Content starts

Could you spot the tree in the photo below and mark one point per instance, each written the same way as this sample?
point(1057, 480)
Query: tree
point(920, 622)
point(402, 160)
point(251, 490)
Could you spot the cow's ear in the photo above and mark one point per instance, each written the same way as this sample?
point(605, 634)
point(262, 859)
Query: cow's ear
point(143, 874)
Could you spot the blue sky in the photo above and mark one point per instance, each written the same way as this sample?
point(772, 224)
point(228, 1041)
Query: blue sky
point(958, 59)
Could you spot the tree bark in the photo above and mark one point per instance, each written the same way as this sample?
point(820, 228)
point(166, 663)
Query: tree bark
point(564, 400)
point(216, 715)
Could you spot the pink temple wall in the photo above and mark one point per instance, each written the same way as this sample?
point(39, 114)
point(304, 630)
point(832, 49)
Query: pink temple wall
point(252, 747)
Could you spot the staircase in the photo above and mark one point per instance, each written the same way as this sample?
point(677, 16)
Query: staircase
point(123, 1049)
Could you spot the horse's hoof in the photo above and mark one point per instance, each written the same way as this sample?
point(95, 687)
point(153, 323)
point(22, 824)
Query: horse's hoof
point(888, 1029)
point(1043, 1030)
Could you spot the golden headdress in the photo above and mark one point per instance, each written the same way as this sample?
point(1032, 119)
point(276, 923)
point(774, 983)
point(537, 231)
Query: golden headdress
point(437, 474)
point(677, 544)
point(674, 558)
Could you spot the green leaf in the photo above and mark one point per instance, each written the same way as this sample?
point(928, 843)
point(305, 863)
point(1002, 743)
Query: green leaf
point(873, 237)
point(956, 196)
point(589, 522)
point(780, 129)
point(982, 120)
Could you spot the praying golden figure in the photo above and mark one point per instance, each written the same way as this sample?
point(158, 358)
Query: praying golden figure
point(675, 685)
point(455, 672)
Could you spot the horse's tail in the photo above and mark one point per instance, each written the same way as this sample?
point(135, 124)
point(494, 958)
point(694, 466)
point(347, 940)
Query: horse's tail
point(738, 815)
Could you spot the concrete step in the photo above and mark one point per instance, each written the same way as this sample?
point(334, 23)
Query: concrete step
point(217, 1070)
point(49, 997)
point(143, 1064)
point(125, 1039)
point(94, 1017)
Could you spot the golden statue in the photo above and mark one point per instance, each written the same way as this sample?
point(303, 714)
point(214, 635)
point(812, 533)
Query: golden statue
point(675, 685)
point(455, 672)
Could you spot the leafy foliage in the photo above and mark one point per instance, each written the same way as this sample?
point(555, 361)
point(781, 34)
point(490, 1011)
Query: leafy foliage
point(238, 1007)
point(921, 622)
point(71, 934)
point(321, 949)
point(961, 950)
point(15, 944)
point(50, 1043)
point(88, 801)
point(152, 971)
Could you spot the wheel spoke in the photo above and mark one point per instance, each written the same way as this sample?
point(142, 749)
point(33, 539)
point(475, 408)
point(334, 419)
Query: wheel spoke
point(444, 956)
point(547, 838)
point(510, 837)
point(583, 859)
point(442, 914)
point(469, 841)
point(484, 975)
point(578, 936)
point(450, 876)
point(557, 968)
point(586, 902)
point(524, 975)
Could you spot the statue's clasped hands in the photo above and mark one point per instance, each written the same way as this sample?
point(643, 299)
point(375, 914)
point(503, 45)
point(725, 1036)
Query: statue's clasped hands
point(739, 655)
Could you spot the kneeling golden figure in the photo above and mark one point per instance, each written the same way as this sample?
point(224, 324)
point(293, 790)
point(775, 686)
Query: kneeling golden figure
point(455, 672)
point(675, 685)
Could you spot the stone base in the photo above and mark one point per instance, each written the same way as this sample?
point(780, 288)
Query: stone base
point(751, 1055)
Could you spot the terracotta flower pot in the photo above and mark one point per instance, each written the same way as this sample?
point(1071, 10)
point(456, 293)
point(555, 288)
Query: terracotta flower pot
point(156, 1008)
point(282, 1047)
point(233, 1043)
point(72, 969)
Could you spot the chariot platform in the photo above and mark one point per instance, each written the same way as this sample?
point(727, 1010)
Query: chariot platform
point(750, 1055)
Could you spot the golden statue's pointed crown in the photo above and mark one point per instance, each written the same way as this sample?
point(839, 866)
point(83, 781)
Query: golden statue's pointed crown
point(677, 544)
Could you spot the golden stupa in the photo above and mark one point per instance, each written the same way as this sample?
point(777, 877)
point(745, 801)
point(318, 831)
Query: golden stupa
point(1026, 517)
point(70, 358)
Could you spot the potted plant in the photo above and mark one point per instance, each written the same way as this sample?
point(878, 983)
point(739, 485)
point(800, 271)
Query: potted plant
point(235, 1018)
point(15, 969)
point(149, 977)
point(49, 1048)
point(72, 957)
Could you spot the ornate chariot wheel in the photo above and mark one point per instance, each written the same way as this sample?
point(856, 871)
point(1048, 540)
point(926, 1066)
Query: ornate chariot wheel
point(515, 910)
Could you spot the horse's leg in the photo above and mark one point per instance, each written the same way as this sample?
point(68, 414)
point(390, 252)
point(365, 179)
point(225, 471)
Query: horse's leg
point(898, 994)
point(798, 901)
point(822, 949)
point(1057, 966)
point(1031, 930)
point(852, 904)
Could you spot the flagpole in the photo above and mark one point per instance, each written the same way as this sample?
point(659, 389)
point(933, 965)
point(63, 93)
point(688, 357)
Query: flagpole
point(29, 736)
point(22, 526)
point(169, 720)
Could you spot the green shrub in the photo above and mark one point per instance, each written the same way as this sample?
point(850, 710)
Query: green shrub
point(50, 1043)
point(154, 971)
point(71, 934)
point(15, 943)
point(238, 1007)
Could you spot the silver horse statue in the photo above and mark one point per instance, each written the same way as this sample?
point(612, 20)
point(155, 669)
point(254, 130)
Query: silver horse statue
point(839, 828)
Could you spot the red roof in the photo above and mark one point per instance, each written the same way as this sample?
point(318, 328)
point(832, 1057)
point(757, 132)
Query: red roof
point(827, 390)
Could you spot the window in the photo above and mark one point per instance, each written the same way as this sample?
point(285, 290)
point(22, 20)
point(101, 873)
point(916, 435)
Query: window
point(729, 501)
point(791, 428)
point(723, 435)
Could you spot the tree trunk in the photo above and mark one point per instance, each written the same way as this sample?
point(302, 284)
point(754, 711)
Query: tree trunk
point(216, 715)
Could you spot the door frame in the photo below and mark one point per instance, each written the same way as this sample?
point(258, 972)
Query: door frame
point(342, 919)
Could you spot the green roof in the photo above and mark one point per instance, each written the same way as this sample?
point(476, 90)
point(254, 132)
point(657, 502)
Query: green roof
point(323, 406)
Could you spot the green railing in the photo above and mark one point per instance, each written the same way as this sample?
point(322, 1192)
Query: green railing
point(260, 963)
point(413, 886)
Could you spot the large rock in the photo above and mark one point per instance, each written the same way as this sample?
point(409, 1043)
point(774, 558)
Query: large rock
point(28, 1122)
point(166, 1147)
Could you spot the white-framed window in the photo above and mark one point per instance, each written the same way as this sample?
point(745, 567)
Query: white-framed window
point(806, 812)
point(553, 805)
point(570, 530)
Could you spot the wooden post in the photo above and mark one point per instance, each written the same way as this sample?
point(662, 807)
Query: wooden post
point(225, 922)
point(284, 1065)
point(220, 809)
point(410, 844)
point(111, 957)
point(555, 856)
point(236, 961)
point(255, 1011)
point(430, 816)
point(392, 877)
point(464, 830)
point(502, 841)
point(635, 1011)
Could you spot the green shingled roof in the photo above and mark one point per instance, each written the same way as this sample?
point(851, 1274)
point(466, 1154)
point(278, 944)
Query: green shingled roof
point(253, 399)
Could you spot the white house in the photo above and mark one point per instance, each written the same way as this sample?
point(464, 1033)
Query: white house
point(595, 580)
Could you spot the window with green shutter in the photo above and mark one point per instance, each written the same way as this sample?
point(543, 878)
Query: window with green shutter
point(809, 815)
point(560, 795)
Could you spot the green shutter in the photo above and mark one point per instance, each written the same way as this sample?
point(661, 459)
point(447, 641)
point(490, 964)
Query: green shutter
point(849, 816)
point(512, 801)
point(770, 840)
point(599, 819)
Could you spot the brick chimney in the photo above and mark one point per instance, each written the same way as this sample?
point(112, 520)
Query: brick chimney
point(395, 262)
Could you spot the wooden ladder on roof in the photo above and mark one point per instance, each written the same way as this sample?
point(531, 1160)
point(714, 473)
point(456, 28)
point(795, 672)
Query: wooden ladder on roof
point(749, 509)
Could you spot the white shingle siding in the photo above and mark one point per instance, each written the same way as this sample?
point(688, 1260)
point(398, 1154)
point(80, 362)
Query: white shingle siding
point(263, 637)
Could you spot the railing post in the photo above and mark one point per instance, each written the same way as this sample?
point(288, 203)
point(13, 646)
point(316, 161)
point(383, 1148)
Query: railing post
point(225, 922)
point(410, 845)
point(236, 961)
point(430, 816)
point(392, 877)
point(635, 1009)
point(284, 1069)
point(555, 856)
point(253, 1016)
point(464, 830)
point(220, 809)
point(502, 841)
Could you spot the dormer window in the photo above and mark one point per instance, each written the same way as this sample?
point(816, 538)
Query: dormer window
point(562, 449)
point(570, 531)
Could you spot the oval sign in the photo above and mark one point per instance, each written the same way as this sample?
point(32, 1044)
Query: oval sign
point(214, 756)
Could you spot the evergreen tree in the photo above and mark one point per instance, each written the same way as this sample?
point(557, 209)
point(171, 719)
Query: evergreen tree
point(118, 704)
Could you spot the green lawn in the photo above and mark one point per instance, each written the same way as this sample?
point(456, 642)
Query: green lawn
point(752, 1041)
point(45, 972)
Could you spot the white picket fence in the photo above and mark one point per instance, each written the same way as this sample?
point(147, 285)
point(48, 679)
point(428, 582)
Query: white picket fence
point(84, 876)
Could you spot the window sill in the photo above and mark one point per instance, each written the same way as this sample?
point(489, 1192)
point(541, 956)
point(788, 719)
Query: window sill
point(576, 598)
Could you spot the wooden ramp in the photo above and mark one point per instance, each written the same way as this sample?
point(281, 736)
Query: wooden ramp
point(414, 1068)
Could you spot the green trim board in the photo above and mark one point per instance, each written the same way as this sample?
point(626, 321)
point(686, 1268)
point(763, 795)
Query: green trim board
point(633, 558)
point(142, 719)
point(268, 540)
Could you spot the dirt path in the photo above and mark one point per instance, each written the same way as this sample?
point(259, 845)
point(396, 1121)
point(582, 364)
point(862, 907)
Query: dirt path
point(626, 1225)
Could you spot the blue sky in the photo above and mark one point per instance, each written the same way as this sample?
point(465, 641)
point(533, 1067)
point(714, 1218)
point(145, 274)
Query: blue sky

Content ends

● ACTIVITY: Please give back exactly the lines of the listing above that run from the one containing "Query: ornate chariot wheel" through the one containing "point(258, 972)", and only those.

● EXERCISE SOLUTION:
Query: ornate chariot wheel
point(515, 910)
Could you spot the horse's leg in the photo above and mark one point per instance, each written the same way as this sample?
point(68, 414)
point(390, 252)
point(365, 179)
point(225, 471)
Query: horse's leg
point(898, 994)
point(798, 901)
point(822, 949)
point(1057, 966)
point(1031, 930)
point(852, 904)
Could you spot the flagpole in the photo above and mark one point per instance, each written the same way as this sample?
point(659, 389)
point(933, 965)
point(63, 93)
point(688, 357)
Query: flagpole
point(29, 736)
point(22, 526)
point(169, 720)
Could you spot the green shrub in the photo above and mark one point per instance, each written the same way as this sample?
point(850, 710)
Query: green shrub
point(50, 1043)
point(154, 971)
point(71, 934)
point(15, 943)
point(238, 1007)
Could you spot the silver horse statue in the photo above and mark one point per instance, each written the same way as this sample?
point(612, 20)
point(155, 669)
point(254, 130)
Query: silver horse statue
point(839, 828)
Could you spot the red roof in the photo above and mark one point per instance, each written the same way as this sample?
point(318, 328)
point(832, 1057)
point(757, 132)
Query: red roof
point(827, 390)
Could you spot the window in the photo above and mark one point per instance, each written the same way as this sample?
point(285, 290)
point(22, 20)
point(101, 873)
point(916, 435)
Query: window
point(729, 501)
point(791, 428)
point(723, 435)
Could you spot the tree trunk in the photo above and mark one point per instance, each written the same way as this sample?
point(302, 284)
point(754, 711)
Query: tree trunk
point(216, 715)
Could you spot the door frame in the photo below and mark one point per instance, each written the same way as this sample?
point(258, 972)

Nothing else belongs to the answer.